> **WHAT YOU NEED TO DO**: The whole listing below must be repeated exactly.

== Segment start ==

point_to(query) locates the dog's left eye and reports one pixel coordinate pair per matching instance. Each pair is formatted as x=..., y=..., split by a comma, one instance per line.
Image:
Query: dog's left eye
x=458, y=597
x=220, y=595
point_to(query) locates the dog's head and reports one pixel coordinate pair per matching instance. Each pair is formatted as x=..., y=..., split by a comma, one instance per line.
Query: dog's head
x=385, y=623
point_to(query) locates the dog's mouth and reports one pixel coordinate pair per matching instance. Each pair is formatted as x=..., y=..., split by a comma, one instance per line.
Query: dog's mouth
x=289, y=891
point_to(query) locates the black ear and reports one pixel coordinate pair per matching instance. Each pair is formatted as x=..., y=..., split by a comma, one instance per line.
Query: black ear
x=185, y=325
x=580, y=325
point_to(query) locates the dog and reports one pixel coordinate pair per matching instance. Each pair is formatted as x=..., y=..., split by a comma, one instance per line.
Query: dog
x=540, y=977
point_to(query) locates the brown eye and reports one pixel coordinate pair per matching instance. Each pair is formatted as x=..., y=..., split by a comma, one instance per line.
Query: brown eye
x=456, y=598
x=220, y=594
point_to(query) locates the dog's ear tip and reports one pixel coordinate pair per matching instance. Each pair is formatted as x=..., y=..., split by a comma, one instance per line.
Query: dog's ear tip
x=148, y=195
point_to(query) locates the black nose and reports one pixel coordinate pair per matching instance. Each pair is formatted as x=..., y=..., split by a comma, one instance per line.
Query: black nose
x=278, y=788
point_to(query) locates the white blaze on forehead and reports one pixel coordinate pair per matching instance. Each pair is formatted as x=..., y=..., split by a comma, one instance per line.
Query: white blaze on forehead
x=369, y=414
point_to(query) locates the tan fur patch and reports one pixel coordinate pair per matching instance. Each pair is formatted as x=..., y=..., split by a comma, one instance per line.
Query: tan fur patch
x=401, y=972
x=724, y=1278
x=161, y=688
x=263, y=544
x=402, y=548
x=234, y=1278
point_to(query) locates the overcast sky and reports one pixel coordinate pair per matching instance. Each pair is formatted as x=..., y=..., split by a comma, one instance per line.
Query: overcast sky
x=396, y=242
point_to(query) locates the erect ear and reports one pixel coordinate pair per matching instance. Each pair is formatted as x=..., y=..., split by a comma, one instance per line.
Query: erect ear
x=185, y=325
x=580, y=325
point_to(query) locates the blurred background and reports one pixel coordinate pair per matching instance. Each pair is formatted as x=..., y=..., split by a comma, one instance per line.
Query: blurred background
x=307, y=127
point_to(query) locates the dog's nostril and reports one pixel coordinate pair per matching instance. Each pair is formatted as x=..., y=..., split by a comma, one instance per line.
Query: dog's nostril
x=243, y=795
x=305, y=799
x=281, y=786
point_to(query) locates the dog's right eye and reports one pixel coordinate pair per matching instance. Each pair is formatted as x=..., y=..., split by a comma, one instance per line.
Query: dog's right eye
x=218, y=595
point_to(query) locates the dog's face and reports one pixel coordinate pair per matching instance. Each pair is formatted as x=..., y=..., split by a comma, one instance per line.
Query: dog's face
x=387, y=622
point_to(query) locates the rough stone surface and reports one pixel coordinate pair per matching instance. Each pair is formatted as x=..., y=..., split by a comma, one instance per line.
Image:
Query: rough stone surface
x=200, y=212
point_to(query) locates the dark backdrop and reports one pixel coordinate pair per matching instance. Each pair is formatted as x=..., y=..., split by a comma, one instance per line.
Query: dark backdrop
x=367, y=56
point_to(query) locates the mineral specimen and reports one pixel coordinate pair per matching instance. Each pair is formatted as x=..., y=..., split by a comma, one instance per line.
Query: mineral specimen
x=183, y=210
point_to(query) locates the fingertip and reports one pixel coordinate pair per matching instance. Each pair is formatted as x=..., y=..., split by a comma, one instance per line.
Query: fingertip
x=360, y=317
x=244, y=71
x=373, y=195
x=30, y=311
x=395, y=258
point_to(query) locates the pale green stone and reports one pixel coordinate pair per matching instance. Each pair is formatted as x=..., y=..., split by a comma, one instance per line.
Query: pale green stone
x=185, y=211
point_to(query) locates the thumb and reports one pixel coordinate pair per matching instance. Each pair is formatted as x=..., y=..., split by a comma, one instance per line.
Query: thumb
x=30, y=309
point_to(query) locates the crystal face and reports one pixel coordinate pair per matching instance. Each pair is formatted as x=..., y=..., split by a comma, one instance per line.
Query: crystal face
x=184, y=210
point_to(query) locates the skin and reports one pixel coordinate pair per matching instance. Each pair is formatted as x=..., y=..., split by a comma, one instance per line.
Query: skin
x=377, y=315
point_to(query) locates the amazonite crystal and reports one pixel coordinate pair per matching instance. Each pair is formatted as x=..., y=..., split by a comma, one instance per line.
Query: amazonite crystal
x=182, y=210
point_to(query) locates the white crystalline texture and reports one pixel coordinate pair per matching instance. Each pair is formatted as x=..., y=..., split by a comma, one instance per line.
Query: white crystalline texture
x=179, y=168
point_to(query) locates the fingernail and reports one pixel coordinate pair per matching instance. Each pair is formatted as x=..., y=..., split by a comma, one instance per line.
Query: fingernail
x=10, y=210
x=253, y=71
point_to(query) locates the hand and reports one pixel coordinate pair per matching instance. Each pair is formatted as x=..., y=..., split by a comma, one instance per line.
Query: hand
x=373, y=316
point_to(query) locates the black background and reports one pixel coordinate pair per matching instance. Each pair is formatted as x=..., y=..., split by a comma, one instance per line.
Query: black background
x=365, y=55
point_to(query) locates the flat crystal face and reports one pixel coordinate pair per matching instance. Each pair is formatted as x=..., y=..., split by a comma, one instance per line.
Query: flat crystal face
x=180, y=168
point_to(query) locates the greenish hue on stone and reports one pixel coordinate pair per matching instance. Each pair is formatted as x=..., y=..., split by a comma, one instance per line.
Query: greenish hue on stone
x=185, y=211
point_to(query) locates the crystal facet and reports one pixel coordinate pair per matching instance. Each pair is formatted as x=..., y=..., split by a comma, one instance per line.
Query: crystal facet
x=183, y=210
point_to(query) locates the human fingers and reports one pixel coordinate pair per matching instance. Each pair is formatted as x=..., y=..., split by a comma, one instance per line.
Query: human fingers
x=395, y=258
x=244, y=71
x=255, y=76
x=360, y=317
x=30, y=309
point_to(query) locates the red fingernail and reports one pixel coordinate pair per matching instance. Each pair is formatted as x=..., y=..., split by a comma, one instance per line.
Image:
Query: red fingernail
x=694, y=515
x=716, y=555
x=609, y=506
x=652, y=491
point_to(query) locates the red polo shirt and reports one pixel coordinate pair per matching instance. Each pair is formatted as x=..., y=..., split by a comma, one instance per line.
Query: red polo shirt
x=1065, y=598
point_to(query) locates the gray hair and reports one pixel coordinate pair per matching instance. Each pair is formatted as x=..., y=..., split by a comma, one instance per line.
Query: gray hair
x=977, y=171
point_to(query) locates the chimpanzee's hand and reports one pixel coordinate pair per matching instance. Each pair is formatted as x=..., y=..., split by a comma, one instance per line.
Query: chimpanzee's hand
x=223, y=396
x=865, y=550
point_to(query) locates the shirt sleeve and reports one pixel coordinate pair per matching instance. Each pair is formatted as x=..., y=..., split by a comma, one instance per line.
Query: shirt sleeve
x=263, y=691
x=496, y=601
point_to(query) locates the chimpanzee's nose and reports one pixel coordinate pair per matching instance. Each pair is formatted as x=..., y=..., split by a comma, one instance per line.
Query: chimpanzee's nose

== Segment end ==

> **ANSWER SPACE**:
point_to(query) locates the dog's left eye and reports one pixel coordinate pair per matching instance. Each pair is formatted as x=..., y=..., split by a comma, one instance per line.
Image:
Query: dog's left eye
x=458, y=597
x=220, y=595
point_to(query) locates the dog's head and reports one pixel coordinate pair per matching instance. Each pair is formatted as x=..., y=..., split by a comma, one instance per line.
Query: dog's head
x=385, y=623
point_to(query) locates the dog's mouth and reports one pixel coordinate pair per matching instance. Each pair is formatted as x=..., y=..., split by a comma, one instance per line.
Query: dog's mouth
x=289, y=891
point_to(query) locates the black ear and reports one pixel coordinate pair per matching instance. Each pair is formatted as x=..., y=..., split by a comma, one instance per line.
Query: black ear
x=185, y=325
x=580, y=325
point_to(query) locates the dog and reports one pixel coordinate pair per matching instance. Each pair is formatted as x=..., y=..., split by a comma, one instance per line.
Query: dog
x=540, y=977
point_to(query) locates the brown eye and reports one pixel coordinate pair per matching instance. Each pair is formatted as x=..., y=..., split by a comma, one instance per line.
Query: brown eye
x=456, y=598
x=220, y=594
point_to(query) locates the dog's ear tip and reports one pixel coordinate pair per matching instance. Each pair is formatted as x=..., y=..., split by a comma, one instance per line.
Query: dog's ear tip
x=148, y=195
point_to(query) locates the black nose and reports one pixel coordinate pair per matching instance. Each pair is formatted as x=..., y=..., split by a comma, one instance per line.
Query: black nose
x=278, y=788
point_to(query) locates the white blaze on forehead and reports one pixel coordinate pair per matching instance. Each pair is formatted as x=..., y=..., split by a comma, one instance per line.
Query: white blaze on forehead
x=369, y=414
point_to(query) locates the tan fur patch and reports one pixel coordinate pair per matching instance. Each pair is formatted as x=..., y=..., split by a comma, one instance per line.
Query: tan fur patch
x=401, y=972
x=724, y=1278
x=161, y=688
x=263, y=544
x=402, y=548
x=234, y=1278
point_to(query) locates the overcast sky and reports one pixel coordinate pair per matching instance. Each pair is formatted as x=..., y=..., split by a comma, one instance per line.
Query: overcast sky
x=396, y=242
point_to(query) locates the erect ear and reports one pixel coordinate pair per matching instance. Each pair is formatted as x=..., y=..., split by a comma, one instance per line.
Query: erect ear
x=185, y=325
x=580, y=325
point_to(query) locates the blurred background and reports one pixel coordinate pair per matching instance. Each pair is formatted as x=..., y=..., split by a comma, one instance per line.
Query: blurred background
x=307, y=127
point_to(query) locates the dog's nostril and reports one pixel coordinate pair per matching instance. Each pair is formatted as x=..., y=..., split by a comma, one instance per line.
Query: dog's nostril
x=243, y=795
x=305, y=799
x=281, y=786
point_to(query) locates the dog's right eye and reports one pixel coordinate pair per matching instance. Each pair is formatted as x=..., y=..., split by a comma, one instance per line.
Query: dog's right eye
x=218, y=595
point_to(query) locates the dog's face and reports one pixel coordinate pair per matching instance. Each pair is formatted as x=..., y=..., split by a comma, one instance per line.
Query: dog's face
x=387, y=622
point_to(query) locates the rough stone surface and reports one pixel coordinate pair per matching instance. Each pair is formatted as x=..., y=..., split by a comma, one instance per line.
Image:
Query: rough stone surface
x=200, y=212
point_to(query) locates the dark backdrop and reports one pixel coordinate pair per matching instance. Each pair is formatted as x=..., y=..., split by a comma, one instance per line.
Query: dark backdrop
x=367, y=56
point_to(query) locates the mineral specimen and reports one pixel coordinate pair per matching instance. Each pair is formatted as x=..., y=..., split by a comma, one instance per line.
Query: mineral specimen
x=183, y=210
point_to(query) locates the fingertip and reports one pixel coordinate pair per matching instance. Each pair is formatted as x=..., y=..., split by a comma, one instance per line.
Query: fingertip
x=360, y=317
x=244, y=71
x=373, y=195
x=30, y=311
x=395, y=258
point_to(query) locates the pale green stone and reports one pixel coordinate pair per matching instance. Each pair is formatted as x=..., y=..., split by a comma, one instance per line.
Query: pale green stone
x=185, y=211
point_to(query) locates the thumb and reports one pixel coordinate pair per matching instance. Each pair is formatted as x=..., y=..., split by a comma, one instance per line.
Query: thumb
x=30, y=309
point_to(query) locates the crystal face and reports one pixel coordinate pair per matching instance. Each pair is formatted as x=..., y=..., split by a comma, one instance per line.
Query: crystal face
x=184, y=210
point_to(query) locates the skin and reports one pixel coordinate pair per matching instance. Each pair is formatted as x=..., y=..., split by a comma, one instance per line.
Query: skin
x=377, y=315
point_to(query) locates the amazonite crystal and reports one pixel coordinate pair per matching instance. Each pair is formatted as x=..., y=..., split by a comma, one instance per line.
Query: amazonite crystal
x=182, y=210
point_to(query) locates the white crystalline texture and reports one pixel coordinate pair per matching instance. Each pair is formatted as x=..., y=..., split by a comma, one instance per line.
Query: white crystalline texture
x=179, y=168
point_to(query) locates the fingernail and reports one pixel coordinate pair per matching instance. Each pair is formatted as x=..., y=..., split by a comma, one instance per line.
Query: fingernail
x=10, y=210
x=253, y=71
point_to(query) locates the hand and reports one pixel coordinate pair per matching instance. Each pair is formatted as x=..., y=..., split by a comma, one instance per line.
Query: hand
x=373, y=316
point_to(query) locates the black background and reports one pixel coordinate pair per matching instance. Each pair is formatted as x=..., y=..., split by a comma, one instance per line.
Query: black background
x=365, y=55
point_to(query) locates the flat crystal face and reports one pixel coordinate pair per matching instance. Each pair is formatted as x=..., y=..., split by a comma, one instance per line.
Query: flat crystal face
x=180, y=168
point_to(query) locates the greenish hue on stone and reports one pixel coordinate pair per matching instance. Each pair is formatted as x=..., y=..., split by a comma, one instance per line.
Query: greenish hue on stone
x=185, y=211
point_to(query) locates the crystal facet and reports one pixel coordinate pair per matching instance. Each pair is formatted as x=..., y=..., split by a comma, one instance per line.
Query: crystal facet
x=183, y=210
point_to(query) locates the human fingers and reports one pixel coordinate pair per matching instance. Each pair is formatted as x=..., y=..., split by a comma, one instance per line.
Query: human fingers
x=395, y=258
x=244, y=71
x=255, y=76
x=360, y=317
x=30, y=309
point_to(query) locates the red fingernail and reports one pixel coordinate pair per matching instance. Each pair is formatted as x=..., y=..., split by a comma, one instance per line.
Image:
Query: red fingernail
x=694, y=515
x=716, y=555
x=609, y=506
x=652, y=491
point_to(query) locates the red polo shirt and reports one pixel coordinate pair per matching instance. Each pair is formatted as x=..., y=..., split by a comma, one instance per line.
Query: red polo shirt
x=1065, y=598
point_to(query) locates the gray hair and reports one pixel coordinate pair per matching instance. Each pair is formatted as x=..., y=..., split by a comma, one instance per line.
Query: gray hair
x=977, y=171
point_to(query) locates the chimpanzee's hand and reports one pixel coordinate pair per matching instance. Each pair is formatted as x=..., y=..., split by a comma, one instance per line.
Query: chimpanzee's hand
x=223, y=396
x=865, y=550
point_to(query) locates the shirt sleeve and reports one pixel coordinate pair per matching instance. Each pair is formatted as x=..., y=..., split by a comma, one instance per line.
Query: shirt sleeve
x=263, y=691
x=496, y=601
point_to(query) locates the chimpanzee's nose and reports one pixel coordinate pair per matching instance. Each pair is formatted as x=..., y=..., split by a comma, one instance per line.
Query: chimpanzee's nose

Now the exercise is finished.